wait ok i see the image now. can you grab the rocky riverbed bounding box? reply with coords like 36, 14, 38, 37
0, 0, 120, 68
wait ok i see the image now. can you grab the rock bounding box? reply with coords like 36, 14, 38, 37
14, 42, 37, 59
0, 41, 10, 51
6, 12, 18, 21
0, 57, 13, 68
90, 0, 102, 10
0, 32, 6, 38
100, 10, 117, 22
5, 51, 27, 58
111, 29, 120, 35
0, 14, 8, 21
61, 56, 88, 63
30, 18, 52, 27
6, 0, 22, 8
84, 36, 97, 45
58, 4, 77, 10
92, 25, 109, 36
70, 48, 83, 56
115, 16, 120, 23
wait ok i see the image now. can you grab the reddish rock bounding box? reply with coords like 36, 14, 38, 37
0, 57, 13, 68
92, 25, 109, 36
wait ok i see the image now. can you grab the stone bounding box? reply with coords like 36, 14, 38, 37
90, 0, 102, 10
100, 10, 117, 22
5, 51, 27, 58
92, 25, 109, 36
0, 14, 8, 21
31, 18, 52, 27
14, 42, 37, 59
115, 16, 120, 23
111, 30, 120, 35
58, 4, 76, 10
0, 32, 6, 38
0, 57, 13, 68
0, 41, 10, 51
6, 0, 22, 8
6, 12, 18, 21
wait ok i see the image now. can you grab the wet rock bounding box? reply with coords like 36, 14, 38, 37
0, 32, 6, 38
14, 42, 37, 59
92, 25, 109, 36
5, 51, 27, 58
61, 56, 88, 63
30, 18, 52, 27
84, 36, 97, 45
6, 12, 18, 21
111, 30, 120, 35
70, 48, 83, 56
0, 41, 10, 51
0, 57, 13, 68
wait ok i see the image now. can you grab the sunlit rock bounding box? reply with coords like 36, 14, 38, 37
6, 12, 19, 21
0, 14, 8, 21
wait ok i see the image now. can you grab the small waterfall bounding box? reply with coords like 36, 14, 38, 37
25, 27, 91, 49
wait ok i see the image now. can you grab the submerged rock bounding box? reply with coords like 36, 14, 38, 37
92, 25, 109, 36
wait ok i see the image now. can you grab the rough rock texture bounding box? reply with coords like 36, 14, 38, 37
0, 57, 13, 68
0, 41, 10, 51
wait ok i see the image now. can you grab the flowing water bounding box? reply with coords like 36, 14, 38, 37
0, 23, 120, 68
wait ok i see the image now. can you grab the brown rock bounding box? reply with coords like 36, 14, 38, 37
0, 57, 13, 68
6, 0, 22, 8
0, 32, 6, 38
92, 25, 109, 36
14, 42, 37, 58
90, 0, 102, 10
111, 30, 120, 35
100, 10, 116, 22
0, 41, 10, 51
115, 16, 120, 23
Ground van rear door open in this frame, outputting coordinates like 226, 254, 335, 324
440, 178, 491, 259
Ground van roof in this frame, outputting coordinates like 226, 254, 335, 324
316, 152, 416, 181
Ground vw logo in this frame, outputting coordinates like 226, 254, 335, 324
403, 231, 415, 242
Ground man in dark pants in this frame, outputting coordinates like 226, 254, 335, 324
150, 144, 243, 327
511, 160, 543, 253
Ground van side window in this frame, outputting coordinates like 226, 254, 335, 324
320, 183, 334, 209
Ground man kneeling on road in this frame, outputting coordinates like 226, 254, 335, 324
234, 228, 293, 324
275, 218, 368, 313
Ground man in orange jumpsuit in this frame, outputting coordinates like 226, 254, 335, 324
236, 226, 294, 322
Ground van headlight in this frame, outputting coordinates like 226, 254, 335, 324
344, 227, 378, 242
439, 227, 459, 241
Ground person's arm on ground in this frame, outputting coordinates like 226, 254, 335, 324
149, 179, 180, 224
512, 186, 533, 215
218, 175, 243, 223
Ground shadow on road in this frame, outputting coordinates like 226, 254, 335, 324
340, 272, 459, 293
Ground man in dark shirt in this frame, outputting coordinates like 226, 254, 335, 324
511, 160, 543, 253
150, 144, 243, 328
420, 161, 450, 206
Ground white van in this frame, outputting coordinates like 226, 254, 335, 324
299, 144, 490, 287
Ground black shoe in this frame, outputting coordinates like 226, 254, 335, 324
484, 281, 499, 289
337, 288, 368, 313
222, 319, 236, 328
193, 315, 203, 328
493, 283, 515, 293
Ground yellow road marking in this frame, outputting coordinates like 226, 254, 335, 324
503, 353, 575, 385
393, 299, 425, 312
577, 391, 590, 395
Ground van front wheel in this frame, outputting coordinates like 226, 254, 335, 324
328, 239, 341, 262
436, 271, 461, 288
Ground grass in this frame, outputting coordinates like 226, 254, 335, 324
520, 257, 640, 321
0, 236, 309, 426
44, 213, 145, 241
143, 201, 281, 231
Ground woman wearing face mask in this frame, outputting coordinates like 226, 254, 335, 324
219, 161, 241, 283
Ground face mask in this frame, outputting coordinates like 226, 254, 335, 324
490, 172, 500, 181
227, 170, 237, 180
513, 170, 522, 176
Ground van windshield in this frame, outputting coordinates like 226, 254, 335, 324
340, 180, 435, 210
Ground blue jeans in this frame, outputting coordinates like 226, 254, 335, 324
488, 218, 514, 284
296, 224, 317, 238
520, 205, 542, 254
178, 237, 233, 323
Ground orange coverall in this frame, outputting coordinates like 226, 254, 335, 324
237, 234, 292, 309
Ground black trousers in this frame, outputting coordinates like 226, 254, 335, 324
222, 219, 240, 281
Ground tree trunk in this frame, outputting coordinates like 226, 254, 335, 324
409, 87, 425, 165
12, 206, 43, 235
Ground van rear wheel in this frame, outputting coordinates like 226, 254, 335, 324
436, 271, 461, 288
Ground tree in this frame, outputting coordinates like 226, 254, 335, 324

============================================================

**What is being asked:**
Copy out the full listing, exactly as it stands.

**Result of this exercise:**
wait ok i see the image now. can you grab the rocky riverbed bounding box? reply with coords like 36, 14, 38, 37
0, 0, 120, 68
wait ok i see the image now. can you grab the rock bounding box? reply with coords like 36, 14, 38, 37
14, 42, 37, 59
0, 41, 10, 51
6, 12, 18, 21
0, 57, 13, 68
90, 0, 102, 10
0, 32, 6, 38
100, 10, 117, 22
5, 51, 27, 58
111, 29, 120, 35
0, 14, 8, 21
61, 56, 88, 63
30, 18, 52, 27
6, 0, 22, 8
84, 36, 97, 45
58, 4, 77, 10
92, 25, 109, 36
70, 48, 83, 56
115, 16, 120, 23
wait ok i see the image now. can you grab the reddish rock bounding box? reply with coords like 36, 14, 38, 37
0, 57, 13, 68
92, 25, 109, 36
wait ok i see the image now. can you grab the stone bounding box? reply with coords like 36, 14, 38, 37
90, 0, 102, 10
100, 10, 117, 22
5, 51, 27, 58
92, 25, 109, 36
0, 14, 8, 21
31, 18, 52, 27
14, 42, 37, 59
115, 16, 120, 23
111, 30, 120, 35
58, 4, 76, 10
0, 32, 6, 38
0, 57, 13, 68
0, 41, 10, 51
6, 0, 22, 8
6, 12, 18, 21
wait ok i see the image now. can you grab the wet rock bounding box? reply with coords like 36, 14, 38, 37
0, 32, 6, 38
14, 42, 37, 59
92, 25, 109, 36
5, 51, 27, 58
61, 56, 88, 63
30, 18, 52, 27
84, 36, 97, 45
6, 12, 18, 21
111, 30, 120, 35
70, 48, 83, 56
0, 41, 10, 51
0, 57, 13, 68
wait ok i see the image now. can you grab the sunlit rock bounding box? reply with coords like 36, 14, 38, 37
6, 12, 19, 21
0, 14, 8, 21
wait ok i see the image now. can you grab the small waterfall bounding box? reply with coords like 36, 14, 38, 37
25, 27, 91, 49
wait ok i see the image now. can you grab the submerged rock bounding box? reply with coords like 36, 14, 38, 37
92, 25, 109, 36
wait ok i see the image now. can you grab the rough rock texture bounding box? reply with coords like 36, 14, 38, 37
0, 57, 13, 68
0, 41, 10, 51
wait ok i see the image now. can you grab the flowing water bounding box? reply with coords like 36, 14, 38, 37
0, 23, 120, 68
wait ok i see the image now. can you grab the brown rock bounding box? reply with coords like 36, 14, 38, 37
0, 57, 13, 68
6, 0, 22, 8
0, 32, 6, 38
92, 25, 109, 36
14, 42, 37, 58
90, 0, 102, 10
111, 30, 120, 35
100, 10, 116, 22
0, 41, 10, 51
115, 16, 120, 23
Ground van rear door open in this frame, outputting coordinates like 226, 254, 335, 324
440, 178, 491, 259
Ground van roof in this frame, outputting coordinates like 226, 254, 335, 324
316, 152, 416, 181
Ground vw logo in this frame, outputting coordinates like 226, 254, 335, 324
403, 231, 415, 242
Ground man in dark pants in this frame, outputting coordinates like 226, 254, 335, 324
150, 144, 243, 327
511, 160, 543, 253
Ground van side window in this frame, outputting coordinates like 226, 254, 335, 324
320, 183, 334, 209
Ground man kneeling on road in this frame, outputting coordinates like 226, 254, 335, 324
234, 228, 293, 324
275, 218, 368, 313
Ground man in orange jumpsuit in this frame, outputting coordinates like 226, 254, 335, 324
236, 226, 294, 322
Ground van headlight in this frame, outputting coordinates like 226, 254, 335, 324
344, 227, 378, 242
439, 227, 459, 241
Ground person's arm on ground in this frame, outputting coordinates like 226, 254, 335, 324
149, 179, 180, 224
512, 186, 533, 215
218, 175, 243, 223
Ground shadow on road in this frame, outputting coordinates like 226, 254, 335, 324
340, 272, 459, 293
Ground man in dark shirt in this frame, outputting coordinates like 226, 254, 335, 324
511, 160, 543, 253
150, 144, 243, 328
420, 161, 450, 206
Ground white van in this frame, outputting coordinates like 226, 254, 335, 324
299, 144, 490, 287
Ground black shoe in this frame, outputting coordinates like 226, 254, 335, 324
484, 281, 499, 289
337, 288, 368, 313
222, 319, 236, 328
193, 315, 203, 328
493, 283, 515, 293
Ground yellow road marking in this frame, outputting coordinates like 226, 254, 335, 324
503, 353, 575, 385
393, 299, 425, 312
577, 391, 590, 395
Ground van front wheel in this frame, outputting coordinates like 226, 254, 335, 324
328, 239, 341, 262
436, 271, 461, 288
Ground grass in this frame, outputting coordinates like 226, 254, 335, 324
520, 257, 640, 321
0, 236, 309, 426
44, 213, 145, 241
143, 201, 281, 231
Ground woman wearing face mask in this frame, outputting coordinates like 226, 254, 335, 324
219, 161, 241, 283
Ground face mask in this frame, outputting coordinates like 226, 254, 335, 324
490, 172, 500, 181
227, 170, 237, 180
513, 170, 522, 176
Ground van windshield in this frame, outputting coordinates like 226, 254, 335, 324
340, 180, 435, 210
Ground blue jeans in this frame, outputting coordinates like 226, 254, 335, 324
488, 218, 514, 284
296, 224, 317, 238
520, 205, 542, 254
178, 237, 233, 323
Ground orange coverall in this frame, outputting coordinates like 226, 254, 335, 324
237, 234, 292, 309
Ground black trousers in this frame, outputting coordinates like 226, 254, 335, 324
222, 219, 240, 281
Ground tree trunk in this frame, outputting coordinates like 226, 254, 335, 324
409, 87, 425, 165
12, 206, 43, 235
Ground van rear wheel in this frame, outputting coordinates like 226, 254, 335, 324
436, 271, 461, 288
Ground tree in this frame, outputting coordinates like 226, 254, 335, 324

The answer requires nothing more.